Apply what you read:
[a] Summarize the article on dry skin in dogs in two sentences.
[b] Pick up the article on dry skin in dogs after its final sentence and carry it further.

+++ Exercise text +++

Is it Normal For a Dog to Have Dry Skin in Limerick, PA?
Dry skin is really common in dogs. There are many reasons that this is the case, from food allergies to winter air or things like fleas. Dogs with dry skin are often itchy, and they can smell bad due to the pH of their skin being a bit off. If your dog has dry and flaky skin, you will need to try and get to the root of the cause of this problem.
Not only will your dog look better if you resolve their dry skin, but they will also feel a lot better as well. Dogs with dry skin might be more prone to skin infections of various kinds as well, which can be a long-term problem once this kind of condition is entrenched. Knowing more about dry skin in dogs can help you to take care of your dog before they have a long-term skin problem.
Reasons Dogs Get Dry Skin
There are many different reasons that a dog could have dry skin including allergies, fleas, parasites and more.

+++ Data provided +++

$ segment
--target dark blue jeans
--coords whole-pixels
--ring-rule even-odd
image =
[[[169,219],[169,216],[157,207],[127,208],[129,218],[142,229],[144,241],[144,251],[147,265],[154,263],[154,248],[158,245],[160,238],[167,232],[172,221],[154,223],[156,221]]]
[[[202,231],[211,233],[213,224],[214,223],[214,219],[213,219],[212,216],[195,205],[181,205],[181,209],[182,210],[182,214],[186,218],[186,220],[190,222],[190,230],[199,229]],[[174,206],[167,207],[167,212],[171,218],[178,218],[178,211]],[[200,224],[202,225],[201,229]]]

+++

Task-by-task answers:
[a] Dry skin is common in dogs and can stem from causes such as food allergies, winter air, fleas, and parasites, leaving dogs itchy and sometimes smelly because their skin pH is off. Finding and fixing the cause makes a dog look and feel better, and it helps prevent skin infections that can become a long-term problem.

[b]
Dogs can get allergies to a lot of different things in their environment. They might be allergic to their food, or they could be allergic to a cleaning product in your home. They might also be allergic to plants in the yard, or they could have seasonal allergies that they are struggling with. Seasonal allergies are not uncommon in some parts of the country, even in dogs and cats.
Allergies can be easy to treat with antihistamines and anti-inflammatories, but you will need to take the time to try and figure out what is causing the allergic reaction. Continuing exposure to something that your dog is allergic to can cause your dog to end up with things like asthma or other breathing problems over time. The sooner that you can figure out what is causing your dog to be allergic, the better off they will be.
Fleas can cause a whole host of symptoms in dogs, from obsessive grooming to scratching and rubbing their body to bleeding and swelling around the eyes, ears, and belly. In the early stages of infestation, however, many dogs just have a little dry skin. Your dog might not even seem that bothered by their dry skin related to fleas in the beginning.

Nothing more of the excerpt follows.